--- START Selected text ---
Social policies Flashcards
What is a social policy
refers to the plans, programmes and laws made by the government with regards to health and social services, welfare benefit system, schools and other public bodies with the aim of tackling social issues.
- many affect families directly, others not directly aimed at families, can still affect them.
Divorce Law Reform Act, 1969
Made divorce easier by simplifying the grounds for divorce (no longer need for witnesses or a court case to get divorced)
Effect on family life:
- created family diversity
- way out of abusive or empty-shell marriages
- Many divorced women live in poverty
Feminist and Postmodernists - in favour
New Right - against
Sure Start
[introduced by labour] To deliver the best start in life for every child by bringing together early education, childcare, health and family support. Sure start centres provide - parenting classes - advise drop-in sessions - one-off maternity grant - weekly 12.5 free hours of nursery
Aim:
is to help families financially to get them out of poverty by encouraging parents back into work.
Sociological perspective:
New right - in favour + against
Dunzelot - against
Child trust fund
Child Trust Fund is an initial endowment from the government.
This will mean that when children reach the age of 18 they have an asset to draw on as a springboard for the future.
Aim
- long term policy - to get children out of poverty
Perspectives:
Marxism against – empty gesture policy
New Right against
Maternity and paternity leave
Statutory Maternity Leave is for 52 weeks.
Paternity Leave is two weeks.
Since 2010 - new dads, of babies born after April 2011, with partners who are returning to work, have the right to up to 26 weeks Additional Paternity Leave which can be taken between 20 weeks and one year.
[introduced by coalition government]
Effect
- March of progress to gender roles equality
Perspectives
New Right against
Feminists – Lib in favour, Rad against.
Benefit cuts
Coalition government’s policy is to ‘make work pay‘ by decreasing the amount of benefit payments people get, e.g. capped at £500 per week.
Effect
- making poor people even poorer
Perspectives
New Right in favour
Marxists and Feminists against
Child tax credit
Tax credits are payments from the government.
--- END Selected text ---
▸ **Exercises to complete**
• 1. In the social policies flashcards, how long is Statutory Maternity Leave?
• 2. Extract each line of the records that contains the string "Target", matching case exactly.
The text and the records have no connection to each other.
--- START Entries supplied ---
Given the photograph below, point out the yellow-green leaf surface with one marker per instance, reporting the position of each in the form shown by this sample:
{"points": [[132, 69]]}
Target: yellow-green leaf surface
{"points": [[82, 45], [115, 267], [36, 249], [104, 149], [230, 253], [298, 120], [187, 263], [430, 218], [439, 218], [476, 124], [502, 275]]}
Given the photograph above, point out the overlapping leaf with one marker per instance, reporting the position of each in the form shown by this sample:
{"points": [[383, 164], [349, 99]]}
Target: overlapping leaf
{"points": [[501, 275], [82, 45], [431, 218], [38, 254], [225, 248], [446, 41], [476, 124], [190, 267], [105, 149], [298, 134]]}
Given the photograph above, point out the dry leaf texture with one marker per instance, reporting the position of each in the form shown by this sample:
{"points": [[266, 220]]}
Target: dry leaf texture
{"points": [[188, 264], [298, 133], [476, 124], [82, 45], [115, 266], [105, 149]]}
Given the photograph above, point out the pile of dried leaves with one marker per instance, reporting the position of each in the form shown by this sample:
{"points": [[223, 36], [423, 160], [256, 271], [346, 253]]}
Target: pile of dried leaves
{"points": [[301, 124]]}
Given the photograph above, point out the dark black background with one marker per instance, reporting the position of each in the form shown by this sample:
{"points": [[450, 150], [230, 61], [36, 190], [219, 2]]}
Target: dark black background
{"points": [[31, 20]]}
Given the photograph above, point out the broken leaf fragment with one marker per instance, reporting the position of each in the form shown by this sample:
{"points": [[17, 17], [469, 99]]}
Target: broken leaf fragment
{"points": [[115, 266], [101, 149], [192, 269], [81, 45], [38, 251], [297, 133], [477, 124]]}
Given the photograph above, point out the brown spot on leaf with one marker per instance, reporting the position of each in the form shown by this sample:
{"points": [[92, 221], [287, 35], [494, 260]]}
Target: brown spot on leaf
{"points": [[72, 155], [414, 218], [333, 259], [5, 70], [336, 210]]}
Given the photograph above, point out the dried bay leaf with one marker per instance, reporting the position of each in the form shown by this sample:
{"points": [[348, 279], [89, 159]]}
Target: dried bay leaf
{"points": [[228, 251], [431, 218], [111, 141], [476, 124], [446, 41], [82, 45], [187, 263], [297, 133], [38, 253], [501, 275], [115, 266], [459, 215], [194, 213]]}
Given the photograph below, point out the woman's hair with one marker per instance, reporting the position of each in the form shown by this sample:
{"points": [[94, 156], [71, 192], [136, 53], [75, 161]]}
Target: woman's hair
--- END Entries supplied ---
▸ **Worked answers**
• 1. 52 weeks.

• 2.
Target: yellow-green leaf surface
Target: overlapping leaf
Target: dry leaf texture
Target: pile of dried leaves
Target: dark black background
Target: broken leaf fragment
Target: brown spot on leaf
Target: dried bay leaf
Target: woman's hair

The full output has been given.